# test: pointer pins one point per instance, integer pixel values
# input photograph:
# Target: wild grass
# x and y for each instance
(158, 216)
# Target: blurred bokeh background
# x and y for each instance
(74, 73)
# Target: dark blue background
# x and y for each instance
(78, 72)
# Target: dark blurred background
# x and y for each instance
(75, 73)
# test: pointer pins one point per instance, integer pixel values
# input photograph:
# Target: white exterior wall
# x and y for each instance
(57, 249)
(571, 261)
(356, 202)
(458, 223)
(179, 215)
- - - - -
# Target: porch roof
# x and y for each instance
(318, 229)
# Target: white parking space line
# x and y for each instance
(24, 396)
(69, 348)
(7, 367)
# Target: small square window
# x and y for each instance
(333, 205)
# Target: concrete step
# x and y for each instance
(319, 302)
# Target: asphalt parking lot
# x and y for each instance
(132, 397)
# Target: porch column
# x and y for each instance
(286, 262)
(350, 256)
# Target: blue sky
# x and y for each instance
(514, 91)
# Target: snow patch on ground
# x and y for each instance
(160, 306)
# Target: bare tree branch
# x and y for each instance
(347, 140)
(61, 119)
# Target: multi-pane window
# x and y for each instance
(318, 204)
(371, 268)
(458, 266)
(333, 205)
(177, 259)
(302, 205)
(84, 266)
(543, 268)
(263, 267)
- - - - -
> _TO DO_: Locate every line of the records that contains the word "white", and copy each of those lines in full.

> _RESPONSE TO THE EXERCISE_:
# Target: white exterior wall
# Target: white parking space line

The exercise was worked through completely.